[Start of section]

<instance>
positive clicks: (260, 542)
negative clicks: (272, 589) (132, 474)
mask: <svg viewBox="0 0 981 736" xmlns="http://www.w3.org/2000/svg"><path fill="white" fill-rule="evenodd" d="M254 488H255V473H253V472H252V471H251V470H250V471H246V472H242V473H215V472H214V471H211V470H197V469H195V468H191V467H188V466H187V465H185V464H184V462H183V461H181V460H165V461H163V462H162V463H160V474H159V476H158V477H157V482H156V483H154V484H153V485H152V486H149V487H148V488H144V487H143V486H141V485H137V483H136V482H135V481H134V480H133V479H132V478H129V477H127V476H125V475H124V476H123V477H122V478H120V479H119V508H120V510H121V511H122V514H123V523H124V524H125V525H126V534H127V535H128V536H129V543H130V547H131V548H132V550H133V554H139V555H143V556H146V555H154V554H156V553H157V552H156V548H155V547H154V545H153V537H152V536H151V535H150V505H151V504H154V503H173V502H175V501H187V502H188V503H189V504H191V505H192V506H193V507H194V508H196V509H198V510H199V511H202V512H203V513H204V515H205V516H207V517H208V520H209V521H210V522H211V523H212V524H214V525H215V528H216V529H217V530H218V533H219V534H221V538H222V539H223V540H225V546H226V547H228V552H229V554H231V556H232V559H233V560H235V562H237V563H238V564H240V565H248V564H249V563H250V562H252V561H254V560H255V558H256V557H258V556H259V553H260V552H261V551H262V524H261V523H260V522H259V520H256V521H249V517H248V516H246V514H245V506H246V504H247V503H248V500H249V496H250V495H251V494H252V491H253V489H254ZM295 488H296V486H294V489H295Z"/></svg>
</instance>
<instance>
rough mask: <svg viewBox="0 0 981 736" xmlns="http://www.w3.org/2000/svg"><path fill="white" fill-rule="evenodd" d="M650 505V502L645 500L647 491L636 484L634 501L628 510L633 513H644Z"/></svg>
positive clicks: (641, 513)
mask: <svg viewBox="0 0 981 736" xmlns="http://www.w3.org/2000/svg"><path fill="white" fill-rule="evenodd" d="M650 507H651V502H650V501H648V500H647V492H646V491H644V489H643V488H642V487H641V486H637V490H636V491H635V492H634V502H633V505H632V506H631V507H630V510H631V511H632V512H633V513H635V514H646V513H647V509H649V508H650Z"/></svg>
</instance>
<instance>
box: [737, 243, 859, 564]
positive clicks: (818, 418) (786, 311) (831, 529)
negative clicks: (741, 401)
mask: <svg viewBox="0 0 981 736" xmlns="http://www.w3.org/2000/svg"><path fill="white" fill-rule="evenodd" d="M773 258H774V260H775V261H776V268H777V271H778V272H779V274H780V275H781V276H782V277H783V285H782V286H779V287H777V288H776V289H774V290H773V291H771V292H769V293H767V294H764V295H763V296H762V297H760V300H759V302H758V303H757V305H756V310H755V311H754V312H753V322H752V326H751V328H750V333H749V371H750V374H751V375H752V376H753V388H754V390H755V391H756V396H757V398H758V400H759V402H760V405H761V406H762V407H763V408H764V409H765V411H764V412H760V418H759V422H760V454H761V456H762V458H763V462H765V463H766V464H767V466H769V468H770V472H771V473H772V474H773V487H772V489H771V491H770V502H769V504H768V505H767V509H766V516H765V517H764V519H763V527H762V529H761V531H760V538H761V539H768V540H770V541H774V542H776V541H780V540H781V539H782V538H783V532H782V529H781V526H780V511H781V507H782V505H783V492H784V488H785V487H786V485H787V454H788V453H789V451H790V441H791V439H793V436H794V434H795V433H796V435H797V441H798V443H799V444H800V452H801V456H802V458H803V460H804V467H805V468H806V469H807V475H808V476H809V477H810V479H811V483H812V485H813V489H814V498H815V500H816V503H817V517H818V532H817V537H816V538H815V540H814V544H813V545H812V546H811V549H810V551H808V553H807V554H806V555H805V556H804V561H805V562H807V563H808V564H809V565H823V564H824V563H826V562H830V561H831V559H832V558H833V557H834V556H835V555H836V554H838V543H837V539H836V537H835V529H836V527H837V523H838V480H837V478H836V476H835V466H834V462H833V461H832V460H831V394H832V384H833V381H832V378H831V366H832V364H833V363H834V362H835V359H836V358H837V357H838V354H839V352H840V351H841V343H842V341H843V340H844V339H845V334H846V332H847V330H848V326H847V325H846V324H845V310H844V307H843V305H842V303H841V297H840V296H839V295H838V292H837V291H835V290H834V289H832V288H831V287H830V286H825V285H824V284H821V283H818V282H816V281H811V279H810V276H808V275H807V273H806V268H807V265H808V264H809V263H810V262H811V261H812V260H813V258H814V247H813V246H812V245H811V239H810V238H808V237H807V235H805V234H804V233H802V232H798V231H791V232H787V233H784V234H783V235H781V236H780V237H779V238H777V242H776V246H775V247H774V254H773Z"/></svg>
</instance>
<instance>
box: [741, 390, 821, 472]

[End of section]

- What is being asked
Word for word, write out all of the data above.

- Result below
<instance>
positive clicks: (260, 542)
negative clicks: (272, 589) (132, 474)
mask: <svg viewBox="0 0 981 736" xmlns="http://www.w3.org/2000/svg"><path fill="white" fill-rule="evenodd" d="M254 488H255V473H253V472H252V471H251V470H250V471H246V472H242V473H215V472H214V471H211V470H197V469H195V468H191V467H188V466H187V465H185V464H184V462H183V461H181V460H165V461H163V462H162V463H160V474H159V476H158V477H157V482H156V483H154V484H153V485H152V486H149V487H148V488H144V487H143V486H141V485H137V483H136V482H135V481H134V480H133V479H132V478H129V477H127V476H125V475H124V476H123V477H122V478H120V479H119V508H120V510H121V511H122V514H123V523H124V524H125V525H126V534H127V535H128V536H129V543H130V547H131V548H132V550H133V554H139V555H143V556H146V555H154V554H156V553H157V552H156V548H155V547H154V545H153V537H152V536H151V535H150V505H151V504H154V503H173V502H175V501H187V502H188V503H189V504H191V505H192V506H193V507H194V508H196V509H198V510H199V511H202V512H203V513H204V515H205V516H207V517H208V520H209V521H210V522H211V523H212V524H214V525H215V528H216V529H217V530H218V533H219V534H221V538H222V539H223V540H225V546H226V547H228V552H229V554H231V556H232V559H233V560H235V562H237V563H238V564H240V565H248V564H249V563H250V562H252V561H254V560H255V558H256V557H258V556H259V553H260V552H261V551H262V524H261V523H260V522H259V520H256V521H249V517H248V516H246V514H245V506H246V504H247V503H248V500H249V496H250V495H251V494H252V491H253V489H254ZM295 488H296V486H294V489H295Z"/></svg>
</instance>
<instance>
rough mask: <svg viewBox="0 0 981 736" xmlns="http://www.w3.org/2000/svg"><path fill="white" fill-rule="evenodd" d="M650 505V502L645 500L647 491L636 484L634 501L628 510L633 513H644Z"/></svg>
positive clicks: (641, 513)
mask: <svg viewBox="0 0 981 736" xmlns="http://www.w3.org/2000/svg"><path fill="white" fill-rule="evenodd" d="M650 507H651V502H650V501H648V500H647V492H646V491H644V489H643V488H642V487H641V486H637V490H636V491H635V492H634V502H633V505H632V506H631V507H630V510H631V511H632V512H633V513H635V514H646V513H647V509H649V508H650Z"/></svg>
</instance>
<instance>
box: [737, 243, 859, 564]
positive clicks: (818, 418) (786, 311) (831, 529)
negative clicks: (741, 401)
mask: <svg viewBox="0 0 981 736" xmlns="http://www.w3.org/2000/svg"><path fill="white" fill-rule="evenodd" d="M773 258H774V260H775V261H776V268H777V271H778V272H779V274H780V275H781V276H782V277H783V285H782V286H779V287H777V288H776V289H774V290H773V291H771V292H769V293H767V294H764V295H763V296H762V297H760V300H759V302H758V303H757V305H756V310H755V311H754V312H753V322H752V326H751V328H750V333H749V371H750V374H751V375H752V376H753V388H754V390H755V391H756V396H757V398H758V400H759V402H760V405H761V406H762V407H763V408H764V409H765V411H764V412H760V418H759V422H760V454H761V456H762V458H763V462H765V463H766V464H767V466H769V468H770V472H771V473H772V474H773V487H772V489H771V491H770V502H769V504H768V505H767V509H766V516H765V517H764V519H763V527H762V529H761V531H760V538H761V539H768V540H770V541H774V542H776V541H780V540H781V539H782V538H783V532H782V529H781V526H780V511H781V507H782V505H783V492H784V488H785V487H786V485H787V454H788V453H789V451H790V441H791V439H793V436H794V434H795V433H796V435H797V441H798V443H799V444H800V452H801V456H802V458H803V460H804V467H805V468H806V469H807V475H808V476H809V477H810V479H811V483H812V485H813V489H814V498H815V500H816V503H817V517H818V532H817V537H816V538H815V540H814V544H813V545H812V546H811V549H810V551H808V553H807V554H806V555H805V556H804V561H805V562H807V563H808V564H809V565H823V564H824V563H826V562H830V561H831V559H832V558H833V557H834V556H835V555H836V554H838V543H837V539H836V537H835V529H836V527H837V523H838V480H837V478H836V476H835V466H834V462H833V461H832V460H831V394H832V384H833V381H832V378H831V366H832V364H833V363H834V362H835V359H836V358H837V357H838V354H839V352H840V351H841V343H842V341H843V340H844V339H845V334H846V332H847V330H848V326H847V325H846V324H845V310H844V307H843V305H842V303H841V297H840V296H839V295H838V292H837V291H835V290H834V289H832V288H831V287H830V286H825V285H824V284H821V283H818V282H816V281H811V279H810V276H808V275H807V273H806V268H807V265H808V264H809V263H810V262H811V261H812V260H813V258H814V247H813V246H812V245H811V239H810V238H808V237H807V235H805V234H804V233H802V232H798V231H791V232H787V233H784V234H783V235H781V236H780V237H779V238H777V242H776V246H775V247H774V254H773Z"/></svg>
</instance>
<instance>
box: [741, 390, 821, 472]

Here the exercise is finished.